= Material for this exercise =

□ □ □ □ □ □ □

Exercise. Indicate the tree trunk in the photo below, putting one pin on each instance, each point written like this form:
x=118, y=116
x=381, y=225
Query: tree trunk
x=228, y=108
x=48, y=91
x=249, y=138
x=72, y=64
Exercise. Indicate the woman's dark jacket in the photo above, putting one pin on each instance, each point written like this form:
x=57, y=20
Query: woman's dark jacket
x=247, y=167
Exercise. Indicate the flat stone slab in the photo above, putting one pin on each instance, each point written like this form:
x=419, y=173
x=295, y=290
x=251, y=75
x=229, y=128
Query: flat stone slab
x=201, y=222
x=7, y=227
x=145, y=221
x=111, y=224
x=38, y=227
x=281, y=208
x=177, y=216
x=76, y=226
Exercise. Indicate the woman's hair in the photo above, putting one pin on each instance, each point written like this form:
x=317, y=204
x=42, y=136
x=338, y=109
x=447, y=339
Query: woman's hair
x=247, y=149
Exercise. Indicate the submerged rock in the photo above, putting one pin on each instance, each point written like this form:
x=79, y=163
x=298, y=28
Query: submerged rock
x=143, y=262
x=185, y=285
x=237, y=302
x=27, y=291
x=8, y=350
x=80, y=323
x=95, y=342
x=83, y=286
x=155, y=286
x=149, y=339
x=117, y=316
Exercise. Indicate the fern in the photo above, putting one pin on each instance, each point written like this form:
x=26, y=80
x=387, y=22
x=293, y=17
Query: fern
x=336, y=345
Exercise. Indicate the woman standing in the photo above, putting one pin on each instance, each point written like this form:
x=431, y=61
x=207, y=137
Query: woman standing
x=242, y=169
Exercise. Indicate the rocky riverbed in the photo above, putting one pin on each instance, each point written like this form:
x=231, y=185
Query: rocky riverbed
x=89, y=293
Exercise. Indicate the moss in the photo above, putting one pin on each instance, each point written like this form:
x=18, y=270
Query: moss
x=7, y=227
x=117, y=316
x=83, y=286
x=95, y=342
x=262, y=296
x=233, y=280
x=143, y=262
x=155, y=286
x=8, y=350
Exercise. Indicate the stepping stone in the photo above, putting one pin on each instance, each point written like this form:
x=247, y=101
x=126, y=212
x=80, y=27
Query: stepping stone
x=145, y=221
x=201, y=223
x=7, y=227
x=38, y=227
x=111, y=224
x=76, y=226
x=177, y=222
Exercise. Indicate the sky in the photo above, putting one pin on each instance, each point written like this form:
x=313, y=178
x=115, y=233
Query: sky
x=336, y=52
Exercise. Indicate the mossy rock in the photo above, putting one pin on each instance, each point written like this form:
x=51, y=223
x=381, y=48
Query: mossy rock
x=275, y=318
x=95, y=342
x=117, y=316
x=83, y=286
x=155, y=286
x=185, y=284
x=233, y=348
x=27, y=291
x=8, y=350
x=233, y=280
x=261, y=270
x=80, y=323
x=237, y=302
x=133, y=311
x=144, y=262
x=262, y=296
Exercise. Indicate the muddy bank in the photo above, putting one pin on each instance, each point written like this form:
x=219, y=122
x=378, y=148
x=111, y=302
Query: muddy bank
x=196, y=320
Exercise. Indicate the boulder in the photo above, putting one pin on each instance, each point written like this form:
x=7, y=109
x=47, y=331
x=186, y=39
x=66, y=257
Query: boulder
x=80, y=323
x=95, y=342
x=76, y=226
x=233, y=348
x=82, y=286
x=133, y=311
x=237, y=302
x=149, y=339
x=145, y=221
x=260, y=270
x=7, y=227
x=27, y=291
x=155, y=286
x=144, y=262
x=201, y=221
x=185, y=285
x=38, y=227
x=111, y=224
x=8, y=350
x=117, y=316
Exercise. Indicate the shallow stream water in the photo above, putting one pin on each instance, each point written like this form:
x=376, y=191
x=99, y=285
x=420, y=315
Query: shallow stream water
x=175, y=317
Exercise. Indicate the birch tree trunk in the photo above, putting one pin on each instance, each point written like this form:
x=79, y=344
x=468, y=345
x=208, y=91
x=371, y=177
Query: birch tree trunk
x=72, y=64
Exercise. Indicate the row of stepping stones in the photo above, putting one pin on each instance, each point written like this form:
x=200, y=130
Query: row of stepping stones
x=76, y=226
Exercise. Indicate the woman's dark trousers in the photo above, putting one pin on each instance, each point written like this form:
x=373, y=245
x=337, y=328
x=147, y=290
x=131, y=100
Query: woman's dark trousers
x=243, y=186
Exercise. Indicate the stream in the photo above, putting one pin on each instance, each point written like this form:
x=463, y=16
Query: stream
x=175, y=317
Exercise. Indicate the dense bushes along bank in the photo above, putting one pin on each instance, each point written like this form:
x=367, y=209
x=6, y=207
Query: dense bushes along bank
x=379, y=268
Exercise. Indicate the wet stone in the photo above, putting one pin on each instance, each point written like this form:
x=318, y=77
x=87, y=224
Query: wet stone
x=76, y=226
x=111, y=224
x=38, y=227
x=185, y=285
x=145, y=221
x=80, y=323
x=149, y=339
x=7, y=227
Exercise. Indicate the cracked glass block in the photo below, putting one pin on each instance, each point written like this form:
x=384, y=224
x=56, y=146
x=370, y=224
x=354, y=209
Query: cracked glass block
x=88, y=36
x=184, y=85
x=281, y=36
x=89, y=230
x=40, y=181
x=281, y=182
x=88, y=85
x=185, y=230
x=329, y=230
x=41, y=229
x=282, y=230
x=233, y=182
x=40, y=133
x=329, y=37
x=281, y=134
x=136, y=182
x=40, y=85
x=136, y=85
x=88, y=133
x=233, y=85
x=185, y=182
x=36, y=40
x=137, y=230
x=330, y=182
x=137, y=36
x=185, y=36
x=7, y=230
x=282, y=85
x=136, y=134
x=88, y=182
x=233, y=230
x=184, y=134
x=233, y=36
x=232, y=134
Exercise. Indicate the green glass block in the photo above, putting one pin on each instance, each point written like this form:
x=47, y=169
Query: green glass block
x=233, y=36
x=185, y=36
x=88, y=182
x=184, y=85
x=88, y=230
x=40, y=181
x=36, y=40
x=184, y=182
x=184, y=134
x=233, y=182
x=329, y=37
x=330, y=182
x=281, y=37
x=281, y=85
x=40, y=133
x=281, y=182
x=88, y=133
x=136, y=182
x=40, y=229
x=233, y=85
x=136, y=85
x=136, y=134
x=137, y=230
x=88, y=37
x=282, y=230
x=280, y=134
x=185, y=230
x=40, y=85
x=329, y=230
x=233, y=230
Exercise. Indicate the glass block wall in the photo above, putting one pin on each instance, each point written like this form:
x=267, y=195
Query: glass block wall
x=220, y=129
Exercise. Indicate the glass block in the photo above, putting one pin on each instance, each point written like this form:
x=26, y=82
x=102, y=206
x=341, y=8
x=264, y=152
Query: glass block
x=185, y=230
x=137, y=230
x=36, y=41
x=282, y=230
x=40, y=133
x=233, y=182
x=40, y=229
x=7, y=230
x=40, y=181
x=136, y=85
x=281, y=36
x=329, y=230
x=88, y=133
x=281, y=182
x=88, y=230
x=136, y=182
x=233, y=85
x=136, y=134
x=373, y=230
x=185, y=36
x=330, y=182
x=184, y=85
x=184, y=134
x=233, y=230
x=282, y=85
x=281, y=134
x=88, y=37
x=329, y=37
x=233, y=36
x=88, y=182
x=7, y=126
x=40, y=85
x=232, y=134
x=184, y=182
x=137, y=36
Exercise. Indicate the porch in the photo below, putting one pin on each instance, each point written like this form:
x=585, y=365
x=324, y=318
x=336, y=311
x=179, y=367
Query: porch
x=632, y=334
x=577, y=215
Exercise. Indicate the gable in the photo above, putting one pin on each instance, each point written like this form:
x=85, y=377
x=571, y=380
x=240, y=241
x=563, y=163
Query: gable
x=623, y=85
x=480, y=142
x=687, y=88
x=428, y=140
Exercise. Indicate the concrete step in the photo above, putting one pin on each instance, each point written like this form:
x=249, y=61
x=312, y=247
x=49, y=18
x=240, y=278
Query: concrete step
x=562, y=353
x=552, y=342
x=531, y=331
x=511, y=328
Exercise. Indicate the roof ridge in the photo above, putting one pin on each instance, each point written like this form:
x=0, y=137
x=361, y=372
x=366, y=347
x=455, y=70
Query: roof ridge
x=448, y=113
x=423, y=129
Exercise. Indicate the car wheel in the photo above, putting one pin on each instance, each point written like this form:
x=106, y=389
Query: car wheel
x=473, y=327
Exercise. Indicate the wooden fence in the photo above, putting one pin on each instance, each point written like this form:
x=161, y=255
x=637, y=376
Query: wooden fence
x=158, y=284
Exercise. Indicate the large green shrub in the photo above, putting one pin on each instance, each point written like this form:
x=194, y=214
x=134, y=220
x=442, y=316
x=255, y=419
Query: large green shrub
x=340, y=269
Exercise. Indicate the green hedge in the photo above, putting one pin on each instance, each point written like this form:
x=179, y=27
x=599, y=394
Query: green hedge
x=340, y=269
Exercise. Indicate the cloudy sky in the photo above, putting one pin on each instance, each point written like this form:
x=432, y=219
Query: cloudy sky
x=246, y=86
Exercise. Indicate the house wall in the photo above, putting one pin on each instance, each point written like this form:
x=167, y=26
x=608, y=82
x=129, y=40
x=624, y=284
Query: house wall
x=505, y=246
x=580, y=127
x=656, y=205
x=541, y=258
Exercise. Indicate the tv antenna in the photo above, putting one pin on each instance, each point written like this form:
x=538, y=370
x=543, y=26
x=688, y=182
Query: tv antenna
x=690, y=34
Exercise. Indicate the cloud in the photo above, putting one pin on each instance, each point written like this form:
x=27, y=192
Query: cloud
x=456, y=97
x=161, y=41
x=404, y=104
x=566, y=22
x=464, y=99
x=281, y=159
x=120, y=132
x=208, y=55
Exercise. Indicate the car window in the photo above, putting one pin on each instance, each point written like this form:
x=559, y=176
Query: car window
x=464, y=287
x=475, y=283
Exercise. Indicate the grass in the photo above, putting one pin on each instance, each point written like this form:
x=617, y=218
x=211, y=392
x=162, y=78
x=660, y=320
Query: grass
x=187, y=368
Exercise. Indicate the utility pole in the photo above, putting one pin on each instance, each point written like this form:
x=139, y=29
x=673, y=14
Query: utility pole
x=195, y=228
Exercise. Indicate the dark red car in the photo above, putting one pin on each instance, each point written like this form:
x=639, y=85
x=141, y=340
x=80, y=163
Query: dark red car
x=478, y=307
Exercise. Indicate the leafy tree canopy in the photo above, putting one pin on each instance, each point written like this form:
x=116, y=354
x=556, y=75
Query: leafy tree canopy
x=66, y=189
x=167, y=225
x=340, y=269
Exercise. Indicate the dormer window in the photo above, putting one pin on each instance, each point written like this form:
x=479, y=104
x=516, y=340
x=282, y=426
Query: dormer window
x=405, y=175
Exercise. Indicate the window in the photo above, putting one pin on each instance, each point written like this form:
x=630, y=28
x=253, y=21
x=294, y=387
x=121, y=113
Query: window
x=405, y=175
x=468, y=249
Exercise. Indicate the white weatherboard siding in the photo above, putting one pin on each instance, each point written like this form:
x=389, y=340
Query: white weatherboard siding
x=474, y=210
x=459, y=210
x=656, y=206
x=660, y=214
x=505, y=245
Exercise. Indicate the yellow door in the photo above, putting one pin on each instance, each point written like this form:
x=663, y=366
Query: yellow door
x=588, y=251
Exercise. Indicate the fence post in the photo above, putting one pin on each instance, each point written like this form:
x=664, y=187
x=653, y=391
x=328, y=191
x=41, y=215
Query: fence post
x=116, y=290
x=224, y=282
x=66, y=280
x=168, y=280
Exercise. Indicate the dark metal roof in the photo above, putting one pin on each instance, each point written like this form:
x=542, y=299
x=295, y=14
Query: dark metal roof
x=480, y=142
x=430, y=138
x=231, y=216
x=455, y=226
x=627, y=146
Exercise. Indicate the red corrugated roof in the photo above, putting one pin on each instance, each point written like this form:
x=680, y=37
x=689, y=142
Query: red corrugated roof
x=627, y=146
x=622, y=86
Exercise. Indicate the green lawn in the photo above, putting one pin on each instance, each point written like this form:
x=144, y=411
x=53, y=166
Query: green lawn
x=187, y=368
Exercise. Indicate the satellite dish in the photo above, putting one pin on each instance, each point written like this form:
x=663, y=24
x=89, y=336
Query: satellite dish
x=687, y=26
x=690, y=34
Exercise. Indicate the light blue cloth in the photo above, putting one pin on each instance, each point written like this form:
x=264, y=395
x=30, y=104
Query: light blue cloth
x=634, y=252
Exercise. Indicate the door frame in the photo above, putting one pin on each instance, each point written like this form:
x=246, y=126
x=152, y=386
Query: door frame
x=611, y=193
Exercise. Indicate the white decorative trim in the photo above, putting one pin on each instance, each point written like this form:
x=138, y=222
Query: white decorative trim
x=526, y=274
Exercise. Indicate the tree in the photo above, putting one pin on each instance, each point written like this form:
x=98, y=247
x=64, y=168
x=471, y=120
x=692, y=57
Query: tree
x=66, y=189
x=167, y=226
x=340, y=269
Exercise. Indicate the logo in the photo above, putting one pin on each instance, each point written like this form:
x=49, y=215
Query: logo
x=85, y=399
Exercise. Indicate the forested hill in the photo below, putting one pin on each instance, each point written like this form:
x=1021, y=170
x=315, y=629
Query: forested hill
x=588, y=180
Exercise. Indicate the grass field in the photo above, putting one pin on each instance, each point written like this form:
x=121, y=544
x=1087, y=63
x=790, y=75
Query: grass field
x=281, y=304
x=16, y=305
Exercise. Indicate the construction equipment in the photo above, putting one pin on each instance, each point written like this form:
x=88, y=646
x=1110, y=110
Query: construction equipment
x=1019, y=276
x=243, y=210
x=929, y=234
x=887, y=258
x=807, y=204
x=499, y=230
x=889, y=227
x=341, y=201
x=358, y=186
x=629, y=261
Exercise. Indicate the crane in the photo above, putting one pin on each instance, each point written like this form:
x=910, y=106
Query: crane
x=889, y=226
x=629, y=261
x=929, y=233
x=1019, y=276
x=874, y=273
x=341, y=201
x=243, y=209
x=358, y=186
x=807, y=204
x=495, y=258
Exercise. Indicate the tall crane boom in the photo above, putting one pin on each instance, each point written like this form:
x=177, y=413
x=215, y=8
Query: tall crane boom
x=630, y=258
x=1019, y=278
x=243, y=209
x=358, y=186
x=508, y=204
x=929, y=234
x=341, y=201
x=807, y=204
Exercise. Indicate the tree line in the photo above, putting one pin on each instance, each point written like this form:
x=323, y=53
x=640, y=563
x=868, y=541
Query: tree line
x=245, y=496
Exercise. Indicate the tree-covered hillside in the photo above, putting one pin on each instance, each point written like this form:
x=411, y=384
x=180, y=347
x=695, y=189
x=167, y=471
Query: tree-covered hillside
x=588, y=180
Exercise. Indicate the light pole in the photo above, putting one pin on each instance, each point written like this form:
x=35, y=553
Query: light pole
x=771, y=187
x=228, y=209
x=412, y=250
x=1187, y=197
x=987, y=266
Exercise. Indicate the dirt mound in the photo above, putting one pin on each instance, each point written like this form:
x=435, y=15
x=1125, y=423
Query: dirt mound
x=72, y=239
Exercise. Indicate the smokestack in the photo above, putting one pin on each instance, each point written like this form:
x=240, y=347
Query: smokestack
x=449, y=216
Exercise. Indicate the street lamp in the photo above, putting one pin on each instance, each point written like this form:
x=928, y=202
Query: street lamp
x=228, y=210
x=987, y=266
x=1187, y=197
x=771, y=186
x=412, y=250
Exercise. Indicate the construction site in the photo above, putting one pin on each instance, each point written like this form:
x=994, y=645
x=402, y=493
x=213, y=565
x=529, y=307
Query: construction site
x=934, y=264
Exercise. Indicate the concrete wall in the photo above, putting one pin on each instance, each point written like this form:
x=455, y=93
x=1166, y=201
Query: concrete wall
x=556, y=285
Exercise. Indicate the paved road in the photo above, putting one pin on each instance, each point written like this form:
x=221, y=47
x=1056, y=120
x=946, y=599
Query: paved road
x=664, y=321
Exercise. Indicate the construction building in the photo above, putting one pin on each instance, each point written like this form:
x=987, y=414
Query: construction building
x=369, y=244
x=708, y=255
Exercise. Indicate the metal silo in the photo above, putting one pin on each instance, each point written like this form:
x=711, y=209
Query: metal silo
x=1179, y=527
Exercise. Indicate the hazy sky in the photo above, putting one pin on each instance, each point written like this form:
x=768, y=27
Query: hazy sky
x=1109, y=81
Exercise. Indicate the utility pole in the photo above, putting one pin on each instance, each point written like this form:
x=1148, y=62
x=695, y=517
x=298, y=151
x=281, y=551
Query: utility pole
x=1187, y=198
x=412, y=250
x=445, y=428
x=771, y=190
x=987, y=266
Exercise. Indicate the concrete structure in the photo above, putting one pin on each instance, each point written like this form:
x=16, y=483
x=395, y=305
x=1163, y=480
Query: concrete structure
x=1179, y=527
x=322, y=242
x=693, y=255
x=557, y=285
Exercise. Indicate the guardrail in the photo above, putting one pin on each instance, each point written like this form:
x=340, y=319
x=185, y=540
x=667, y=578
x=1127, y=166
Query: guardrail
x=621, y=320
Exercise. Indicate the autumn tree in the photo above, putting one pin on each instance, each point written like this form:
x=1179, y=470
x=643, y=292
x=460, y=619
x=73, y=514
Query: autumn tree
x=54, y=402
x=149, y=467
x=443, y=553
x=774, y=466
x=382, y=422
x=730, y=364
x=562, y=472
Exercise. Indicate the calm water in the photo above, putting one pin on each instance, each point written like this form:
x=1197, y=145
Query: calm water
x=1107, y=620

□ □ □ □ □ □ □

Every line from the one containing "Exercise. Indicate the construction building" through the end of the data must be repeated exactly, and no other line.

Exercise. Indicate the construction building in the photo above, putting one pin on each instance, each point written like this form:
x=987, y=414
Query: construction building
x=369, y=244
x=708, y=255
Exercise. Indicate the metal silo in the photo above, putting one pin on each instance, each point written like this form:
x=711, y=209
Query: metal silo
x=1179, y=527
Exercise. Indicate the hazy sky in the photo above, putting one pin on each instance, each point written like this form:
x=768, y=27
Query: hazy sky
x=1109, y=81
Exercise. Indicate the utility pole in the photo above, putting one pin on each instance, each point written like this form:
x=1148, y=62
x=695, y=517
x=298, y=151
x=281, y=551
Query: utility pole
x=1187, y=198
x=412, y=250
x=445, y=428
x=771, y=190
x=987, y=266
Exercise. Indicate the concrete structure in the photo above, putting one pin on each instance, each point written like this form:
x=16, y=483
x=395, y=305
x=1163, y=480
Query: concrete structure
x=1179, y=527
x=322, y=242
x=693, y=255
x=557, y=285
Exercise. Indicate the guardrail in the photo above, putting one pin on each instance, each point written like this form:
x=340, y=319
x=185, y=540
x=667, y=578
x=1127, y=166
Query: guardrail
x=621, y=320
Exercise. Indicate the autumn tree in the photo above, putting one pin on each instance, each point written like this form:
x=1179, y=470
x=643, y=292
x=460, y=619
x=73, y=514
Query: autumn tree
x=54, y=402
x=149, y=467
x=443, y=553
x=774, y=466
x=382, y=422
x=730, y=364
x=562, y=472
Exercise. Indicate the calm water in the photo above, putting one pin on each instance, each point written like this form:
x=1197, y=145
Query: calm water
x=1107, y=620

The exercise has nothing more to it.